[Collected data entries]
§ §
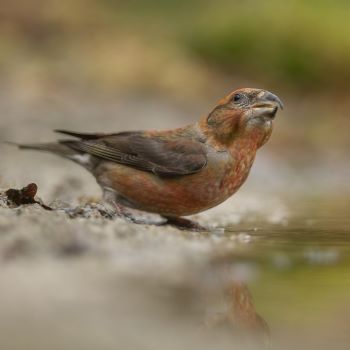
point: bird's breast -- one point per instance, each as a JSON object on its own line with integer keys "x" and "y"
{"x": 182, "y": 195}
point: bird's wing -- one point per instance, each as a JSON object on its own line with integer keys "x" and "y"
{"x": 164, "y": 156}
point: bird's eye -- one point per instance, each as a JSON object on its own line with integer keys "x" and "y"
{"x": 237, "y": 97}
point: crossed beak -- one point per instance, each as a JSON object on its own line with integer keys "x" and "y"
{"x": 267, "y": 104}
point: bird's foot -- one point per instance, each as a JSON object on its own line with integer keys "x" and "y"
{"x": 185, "y": 224}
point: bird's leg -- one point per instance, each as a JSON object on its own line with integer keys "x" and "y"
{"x": 184, "y": 224}
{"x": 130, "y": 214}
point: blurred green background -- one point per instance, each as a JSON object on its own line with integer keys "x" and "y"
{"x": 191, "y": 53}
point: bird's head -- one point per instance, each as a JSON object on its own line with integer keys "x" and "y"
{"x": 247, "y": 111}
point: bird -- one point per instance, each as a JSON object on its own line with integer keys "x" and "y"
{"x": 178, "y": 172}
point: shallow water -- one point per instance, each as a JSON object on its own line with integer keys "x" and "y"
{"x": 298, "y": 271}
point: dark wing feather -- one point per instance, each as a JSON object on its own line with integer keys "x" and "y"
{"x": 164, "y": 156}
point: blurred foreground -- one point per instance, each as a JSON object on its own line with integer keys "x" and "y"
{"x": 275, "y": 268}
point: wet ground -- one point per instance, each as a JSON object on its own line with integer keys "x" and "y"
{"x": 274, "y": 271}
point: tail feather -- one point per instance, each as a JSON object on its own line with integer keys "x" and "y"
{"x": 83, "y": 136}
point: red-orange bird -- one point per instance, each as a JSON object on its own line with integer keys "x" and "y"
{"x": 182, "y": 171}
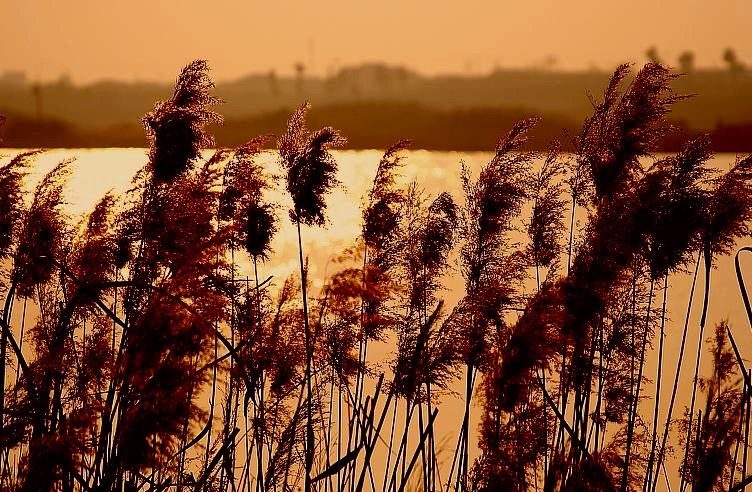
§ §
• WORK TASK
Leave out the pictures and return the rest of the records exactly.

• SOLUTION BELOW
point: bird's breast -- one point per instance, each as a JSON object on its own line with integer keys "x" and "y"
{"x": 182, "y": 195}
point: bird's wing -- one point per instance, each as a JSON object on its own line with integer keys "x" and "y"
{"x": 164, "y": 156}
point: bird's eye -- one point per instance, each as a JSON object on its own line with integer keys "x" and "y"
{"x": 237, "y": 97}
point: crossed beak -- one point per instance, each as a JSON object on its own line with integer keys "x" and "y"
{"x": 267, "y": 104}
point: bird's foot -- one point per instance, each as a JSON object on its own line with integer keys "x" and "y"
{"x": 185, "y": 224}
point: bird's leg -- one point per instance, each as a JSON object on its own line with integer keys "x" and "y"
{"x": 184, "y": 224}
{"x": 130, "y": 214}
point: blurred green background -- one point per instance, each as a JSON object on its own line with integer keys "x" and "y"
{"x": 191, "y": 53}
point: bird's head -- one point per instance, each as a JSON object on its own line with integer keys "x" and "y"
{"x": 247, "y": 111}
point: bird -- one point per instance, each as a JSON object on its own line with integer keys "x" and "y"
{"x": 178, "y": 172}
point: shallow water -- one point per instance, each as a JSON object on its own line with integer keys "x" and "y"
{"x": 298, "y": 271}
point: dark wing feather -- one point per instance, each as a JSON object on its own line with integer keys "x" and "y"
{"x": 164, "y": 156}
point: blurred foreground -- one point per instance, each as a JSON object on its own line with integer keys "x" and "y"
{"x": 275, "y": 268}
point: wet ground -- one point per instance, each as a JSON object on its own line with integer keys "x" and "y"
{"x": 274, "y": 271}
point: tail feather -- one point per instance, each as a JSON object on its own line with integer keys "x" and "y"
{"x": 83, "y": 136}
point: red-orange bird -- one point per instance, each as a JSON object on its own line with integer keys "x" and "y"
{"x": 182, "y": 171}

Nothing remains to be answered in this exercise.